Update the part of the material that opens with the line containing "of the white" and runs through the end of the material, changing "white wall" to "plain wall" and keeping everything else the same.

▶ Records for this exercise
--------------------------------------------------

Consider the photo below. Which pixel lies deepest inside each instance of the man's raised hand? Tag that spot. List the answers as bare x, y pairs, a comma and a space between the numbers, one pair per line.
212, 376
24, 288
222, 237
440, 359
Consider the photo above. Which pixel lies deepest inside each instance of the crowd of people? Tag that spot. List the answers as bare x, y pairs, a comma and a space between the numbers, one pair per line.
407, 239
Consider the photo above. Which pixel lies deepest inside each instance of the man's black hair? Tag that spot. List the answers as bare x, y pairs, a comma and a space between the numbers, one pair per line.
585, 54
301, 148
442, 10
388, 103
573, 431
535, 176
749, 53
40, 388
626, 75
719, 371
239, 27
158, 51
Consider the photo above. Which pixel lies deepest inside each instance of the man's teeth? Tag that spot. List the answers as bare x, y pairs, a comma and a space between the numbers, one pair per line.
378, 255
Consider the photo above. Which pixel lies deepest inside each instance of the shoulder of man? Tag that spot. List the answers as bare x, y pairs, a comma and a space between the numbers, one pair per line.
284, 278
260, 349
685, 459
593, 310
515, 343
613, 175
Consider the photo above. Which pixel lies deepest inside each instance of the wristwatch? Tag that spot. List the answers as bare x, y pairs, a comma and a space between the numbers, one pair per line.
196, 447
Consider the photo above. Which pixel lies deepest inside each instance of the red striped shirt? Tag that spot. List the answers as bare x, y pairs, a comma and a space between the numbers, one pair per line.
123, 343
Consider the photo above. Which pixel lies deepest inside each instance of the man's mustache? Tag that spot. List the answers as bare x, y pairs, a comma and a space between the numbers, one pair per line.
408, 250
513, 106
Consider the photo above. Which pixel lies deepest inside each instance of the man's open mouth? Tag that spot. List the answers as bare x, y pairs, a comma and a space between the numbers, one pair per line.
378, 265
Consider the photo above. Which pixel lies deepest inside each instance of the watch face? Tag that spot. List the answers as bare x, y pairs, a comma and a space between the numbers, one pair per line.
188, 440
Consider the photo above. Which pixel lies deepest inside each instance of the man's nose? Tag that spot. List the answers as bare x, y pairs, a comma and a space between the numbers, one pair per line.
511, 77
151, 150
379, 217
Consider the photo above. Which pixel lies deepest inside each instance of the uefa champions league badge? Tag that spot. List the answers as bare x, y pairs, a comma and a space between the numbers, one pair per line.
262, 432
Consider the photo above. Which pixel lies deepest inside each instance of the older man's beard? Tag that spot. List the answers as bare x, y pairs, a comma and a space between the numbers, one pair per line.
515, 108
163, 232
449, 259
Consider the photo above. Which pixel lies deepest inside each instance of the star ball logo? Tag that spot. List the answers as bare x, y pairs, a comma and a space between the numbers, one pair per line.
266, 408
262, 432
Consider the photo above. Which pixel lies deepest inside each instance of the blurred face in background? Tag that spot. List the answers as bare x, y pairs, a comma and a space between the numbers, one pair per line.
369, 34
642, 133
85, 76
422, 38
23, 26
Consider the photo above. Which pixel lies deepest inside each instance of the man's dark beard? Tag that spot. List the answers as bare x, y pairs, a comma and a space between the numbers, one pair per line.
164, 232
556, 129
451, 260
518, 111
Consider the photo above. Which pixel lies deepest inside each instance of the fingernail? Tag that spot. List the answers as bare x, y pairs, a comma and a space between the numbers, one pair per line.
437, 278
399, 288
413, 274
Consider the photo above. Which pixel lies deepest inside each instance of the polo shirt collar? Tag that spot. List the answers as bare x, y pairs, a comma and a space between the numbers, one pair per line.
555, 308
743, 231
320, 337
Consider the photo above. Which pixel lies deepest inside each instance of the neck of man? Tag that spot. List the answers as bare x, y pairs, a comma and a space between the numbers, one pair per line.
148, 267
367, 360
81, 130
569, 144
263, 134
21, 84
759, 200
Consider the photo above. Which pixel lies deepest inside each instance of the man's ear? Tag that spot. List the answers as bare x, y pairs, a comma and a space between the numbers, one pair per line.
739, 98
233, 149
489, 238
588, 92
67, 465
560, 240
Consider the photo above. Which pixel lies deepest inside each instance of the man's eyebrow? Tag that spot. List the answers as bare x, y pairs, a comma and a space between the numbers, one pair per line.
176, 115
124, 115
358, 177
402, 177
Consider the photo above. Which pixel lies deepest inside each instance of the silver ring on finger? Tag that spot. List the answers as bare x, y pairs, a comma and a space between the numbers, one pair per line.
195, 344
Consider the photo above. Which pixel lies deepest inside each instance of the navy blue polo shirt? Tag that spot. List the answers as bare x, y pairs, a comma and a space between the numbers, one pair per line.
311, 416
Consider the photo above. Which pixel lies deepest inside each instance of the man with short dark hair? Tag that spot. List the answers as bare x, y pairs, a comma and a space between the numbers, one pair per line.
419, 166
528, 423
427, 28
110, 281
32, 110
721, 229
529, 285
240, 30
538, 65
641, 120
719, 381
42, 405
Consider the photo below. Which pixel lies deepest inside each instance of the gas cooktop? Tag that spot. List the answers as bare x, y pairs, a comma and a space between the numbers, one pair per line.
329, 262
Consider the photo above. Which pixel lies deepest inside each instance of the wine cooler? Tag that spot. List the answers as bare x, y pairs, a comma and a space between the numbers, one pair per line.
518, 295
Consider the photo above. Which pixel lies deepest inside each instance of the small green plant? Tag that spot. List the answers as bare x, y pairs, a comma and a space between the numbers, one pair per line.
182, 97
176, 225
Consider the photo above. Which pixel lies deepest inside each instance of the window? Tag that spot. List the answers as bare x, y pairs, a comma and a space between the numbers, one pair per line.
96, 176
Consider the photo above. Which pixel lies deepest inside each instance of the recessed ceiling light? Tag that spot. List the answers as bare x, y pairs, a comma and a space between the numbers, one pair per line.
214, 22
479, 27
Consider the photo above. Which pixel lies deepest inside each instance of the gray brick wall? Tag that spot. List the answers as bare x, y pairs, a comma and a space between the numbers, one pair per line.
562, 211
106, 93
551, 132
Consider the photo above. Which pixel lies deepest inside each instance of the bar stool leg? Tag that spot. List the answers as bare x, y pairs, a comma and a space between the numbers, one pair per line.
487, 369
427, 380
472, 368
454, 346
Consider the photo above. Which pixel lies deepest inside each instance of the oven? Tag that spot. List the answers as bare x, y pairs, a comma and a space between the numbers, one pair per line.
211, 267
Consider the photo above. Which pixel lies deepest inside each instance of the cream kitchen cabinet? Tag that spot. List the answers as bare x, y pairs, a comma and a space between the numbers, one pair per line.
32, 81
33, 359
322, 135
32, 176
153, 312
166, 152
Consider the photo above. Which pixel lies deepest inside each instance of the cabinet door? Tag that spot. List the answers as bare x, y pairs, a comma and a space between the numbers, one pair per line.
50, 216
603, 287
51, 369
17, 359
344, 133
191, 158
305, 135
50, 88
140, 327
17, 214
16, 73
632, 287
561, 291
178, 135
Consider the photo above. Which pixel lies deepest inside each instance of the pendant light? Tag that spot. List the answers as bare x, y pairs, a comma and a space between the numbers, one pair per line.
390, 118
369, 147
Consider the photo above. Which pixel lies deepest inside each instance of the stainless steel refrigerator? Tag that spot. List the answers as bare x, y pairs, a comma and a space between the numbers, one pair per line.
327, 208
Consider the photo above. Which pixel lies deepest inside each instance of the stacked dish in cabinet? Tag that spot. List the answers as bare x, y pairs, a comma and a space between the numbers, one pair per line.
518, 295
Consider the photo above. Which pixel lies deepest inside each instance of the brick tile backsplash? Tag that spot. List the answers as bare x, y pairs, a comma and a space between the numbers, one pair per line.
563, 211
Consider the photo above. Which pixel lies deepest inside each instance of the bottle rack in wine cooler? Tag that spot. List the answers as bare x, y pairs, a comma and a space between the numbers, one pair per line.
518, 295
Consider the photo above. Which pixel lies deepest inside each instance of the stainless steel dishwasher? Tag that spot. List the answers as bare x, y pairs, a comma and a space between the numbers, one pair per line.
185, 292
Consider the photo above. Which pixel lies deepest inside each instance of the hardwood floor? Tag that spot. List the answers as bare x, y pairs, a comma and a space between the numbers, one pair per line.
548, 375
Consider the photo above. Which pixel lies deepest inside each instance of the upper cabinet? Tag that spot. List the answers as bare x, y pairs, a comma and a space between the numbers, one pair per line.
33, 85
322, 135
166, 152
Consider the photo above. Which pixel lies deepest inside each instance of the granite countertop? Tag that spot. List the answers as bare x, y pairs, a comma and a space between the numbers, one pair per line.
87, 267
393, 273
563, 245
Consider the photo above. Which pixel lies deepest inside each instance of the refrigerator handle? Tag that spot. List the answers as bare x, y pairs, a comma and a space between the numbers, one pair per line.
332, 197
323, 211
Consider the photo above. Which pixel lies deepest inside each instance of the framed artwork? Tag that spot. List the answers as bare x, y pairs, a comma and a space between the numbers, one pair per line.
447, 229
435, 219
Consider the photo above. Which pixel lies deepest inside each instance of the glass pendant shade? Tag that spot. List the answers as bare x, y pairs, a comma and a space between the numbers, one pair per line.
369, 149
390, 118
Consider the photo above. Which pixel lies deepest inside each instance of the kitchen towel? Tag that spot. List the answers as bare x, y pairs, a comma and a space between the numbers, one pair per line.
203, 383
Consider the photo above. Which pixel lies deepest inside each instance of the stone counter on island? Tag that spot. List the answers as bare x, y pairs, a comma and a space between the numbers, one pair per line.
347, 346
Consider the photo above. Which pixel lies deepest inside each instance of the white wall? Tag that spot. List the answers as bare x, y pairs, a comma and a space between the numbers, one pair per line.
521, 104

--------------------------------------------------

▶ Reply to the exercise
Consider the photo above. Which pixel lies deepest inside each instance of the plain wall? Tag that spot. List the answers as bare x, y pairs, a comma and a space between the numbers, one pair per line.
521, 104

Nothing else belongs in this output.